PASSAGE PROVIDED

The shortlist for the 2026 LVMH Prize for Young Fashion Designers crosses eight countries. The September final brings the jury to the Louis Vuitton Foundation in Paris. The headline number is one. Kenya has a name on the list for the first time.
The LVMH Prize is in its thirteenth year. The format is by now well rehearsed. A jury of LVMH creative directors and senior editors reads through roughly two thousand applications, narrows them to a semi-final showroom at La Samaritaine in March, then picks a final shortlist for an autumn public showing. The grand prize this year is four hundred thousand euros and a year of mentorship from LVMH's own teams.
The 2026 final shortlist arrived in April. Nine names, five womenswear-led houses, two unisex and womenswear, and two with men's collections in the mix. The geography spreads from Manhattan to Nairobi, with stops in Sweden, Belgium, Spain, Georgia, France, China and the United Kingdom along the way. The judges have made the global remit visible.
The list
- Colleen Allen · United States · womenswear
- De Pino by Gabriel Figueiredo · France · womenswear
- Institution by Galib Gassanoff · Georgia · womenswear, menswear, unisex
- Julie Kegels · Belgium · womenswear
- Lii by Zane Li · China · womenswear and menswear
- Petra Fagerstrom · Sweden · womenswear
- Ponte by Harry Pontefract · United Kingdom · womenswear and menswear
- THEVXLLEY by Daniel del Valle Fernandez · Spain · unisex
- Yoshita 1967 by Anil Padia · Kenya · womenswear
The Kenyan first
Anil Padia is the founder of Yoshita 1967, a Nairobi house that takes its name from his mother, born in 1967. It is the first time a designer based in Kenya has reached the LVMH Prize final. The clothes are built from East African textiles and embroidery techniques, finished in cuts that have moved through Parisian buyers' showrooms over the past two seasons. The selection is small in number; in symbolism it is a real shift.

EXERCISE MATERIALS
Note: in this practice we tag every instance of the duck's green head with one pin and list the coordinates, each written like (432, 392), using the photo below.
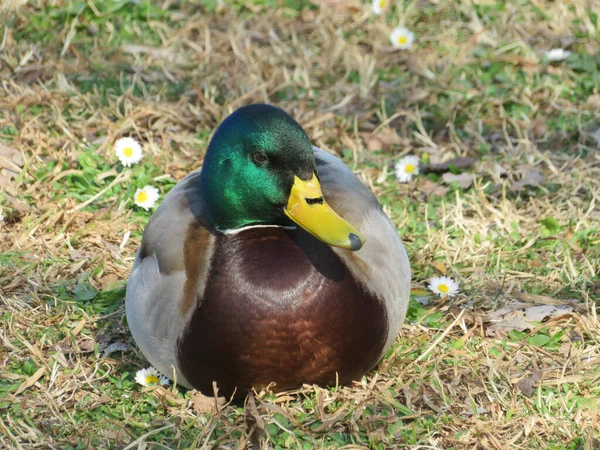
(260, 169)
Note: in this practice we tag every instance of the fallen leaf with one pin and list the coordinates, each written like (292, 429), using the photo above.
(383, 140)
(431, 188)
(202, 404)
(459, 162)
(11, 161)
(539, 126)
(595, 135)
(109, 282)
(146, 50)
(439, 266)
(31, 380)
(86, 345)
(523, 316)
(530, 177)
(592, 103)
(465, 180)
(526, 384)
(116, 347)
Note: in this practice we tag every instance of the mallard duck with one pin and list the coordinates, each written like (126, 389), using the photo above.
(273, 263)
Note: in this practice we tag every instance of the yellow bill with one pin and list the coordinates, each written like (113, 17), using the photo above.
(307, 207)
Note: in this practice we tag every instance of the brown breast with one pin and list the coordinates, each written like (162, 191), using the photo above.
(279, 306)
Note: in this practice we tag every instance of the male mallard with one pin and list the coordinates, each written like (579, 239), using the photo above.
(227, 288)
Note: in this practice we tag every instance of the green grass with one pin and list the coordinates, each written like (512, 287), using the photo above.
(124, 68)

GOALS
1. Copy the part of the article on the 2026 LVMH Prize shortlist from "The LVMH Prize is" to "global remit visible.".
2. Repeat the records from the line with "Note: in this practice we tag every instance of the green" through the end of the records, both ends included.

ANSWERS PER TASK
1.
The LVMH Prize is in its thirteenth year. The format is by now well rehearsed. A jury of LVMH creative directors and senior editors reads through roughly two thousand applications, narrows them to a semi-final showroom at La Samaritaine in March, then picks a final shortlist for an autumn public showing. The grand prize this year is four hundred thousand euros and a year of mentorship from LVMH's own teams.
The 2026 final shortlist arrived in April. Nine names, five womenswear-led houses, two unisex and womenswear, and two with men's collections in the mix. The geography spreads from Manhattan to Nairobi, with stops in Sweden, Belgium, Spain, Georgia, France, China and the United Kingdom along the way. The judges have made the global remit visible.

2.
Note: in this practice we tag every instance of the green grass with one pin and list the coordinates, each written like (512, 287), using the photo above.
(124, 68)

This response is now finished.